> **ESTRATTO**:
Si tratta della forma di artrosi di ginocchio più diffusa (interessa circa l’88% dei casi) e ha una certa incidenza anche sui giovani adulti.

Una delle cause di questa forma di artrosi è la sindrome patello-femorale, condizione nella quale la rotula è lassa e durante il movimento tende a sfregare contro le pareti laterali, non solo provocando dolore ma anche rovinando nel tempo la cartilagine, aprendo quindi la strada all’artrosi in quest’area del ginocchio.
Interessante notare che la prevalenza di questa sindrome tra i giovani atleti è del 29%: questi potrebbero divenire tutti, nel tempo, pazienti con artrosi patello-femorale.

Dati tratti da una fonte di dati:
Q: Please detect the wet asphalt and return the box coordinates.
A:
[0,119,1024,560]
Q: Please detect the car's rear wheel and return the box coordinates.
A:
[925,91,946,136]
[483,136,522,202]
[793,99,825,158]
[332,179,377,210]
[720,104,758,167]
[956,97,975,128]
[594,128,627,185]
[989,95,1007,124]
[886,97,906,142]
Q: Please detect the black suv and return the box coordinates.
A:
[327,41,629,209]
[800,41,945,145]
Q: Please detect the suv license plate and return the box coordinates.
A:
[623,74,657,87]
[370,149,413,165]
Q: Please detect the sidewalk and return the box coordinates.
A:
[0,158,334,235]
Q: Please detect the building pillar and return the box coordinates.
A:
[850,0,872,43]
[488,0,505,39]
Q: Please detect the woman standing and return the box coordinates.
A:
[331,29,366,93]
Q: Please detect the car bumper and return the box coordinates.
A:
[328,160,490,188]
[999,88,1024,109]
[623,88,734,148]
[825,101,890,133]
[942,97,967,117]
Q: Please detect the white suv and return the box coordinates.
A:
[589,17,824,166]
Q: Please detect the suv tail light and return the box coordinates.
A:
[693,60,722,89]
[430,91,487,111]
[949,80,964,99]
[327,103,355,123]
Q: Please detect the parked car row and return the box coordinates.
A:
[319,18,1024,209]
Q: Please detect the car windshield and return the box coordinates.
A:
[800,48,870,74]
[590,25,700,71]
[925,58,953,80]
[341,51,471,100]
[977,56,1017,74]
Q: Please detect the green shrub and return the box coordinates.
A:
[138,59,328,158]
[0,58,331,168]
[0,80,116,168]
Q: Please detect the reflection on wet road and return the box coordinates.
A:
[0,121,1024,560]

> **COSA FARE**: Riprendi il testo sull'artrosi patello-femorale proseguendo dopo la sua ultima frase. Questi dati provengono da una fonte diversa da quella del testo.

> **RISULTATO DELL'ESERCIZIO**:
Una review condotta dal Dipartimento di Chirurgia Ortopedica della Divisione di Medicina Fisica e Riabilitazione della Stanford University ha cercato di trarre le fila rispetto alle possibilità di trattamento a oggi esistenti per questa forma di artrosi, le cui cause principali sono, oltre alla già nominata sindrome, lesioni a strutture di supporto alla rotula, come il legamento patello-femorale mediale, disfunzioni del tendine del ginocchio e della coordinazione dei quadricipiti, displasia della troclea, traumi alla rotula, malallineamento degli arti inferiori o errori nella chirurgia del legamento crociato anteriore.

Dal punto di vista diagnostico, gli esami clinici specifici cui sottoporre il paziente sono il test del ballottamento rotuleo, il test di apprensione e la valutazione dell’angolo di inclinazione della rotula laterale. Per quanto riguarda la diagnostica per immagini, gli autori hanno riportato l’esigenza di sottoporre innanzitutto i pazienti a radiografie, effettuate con appoggio del peso bilaterale in proiezione AP, in proiezione laterale e in proiezione Merchant della rotula.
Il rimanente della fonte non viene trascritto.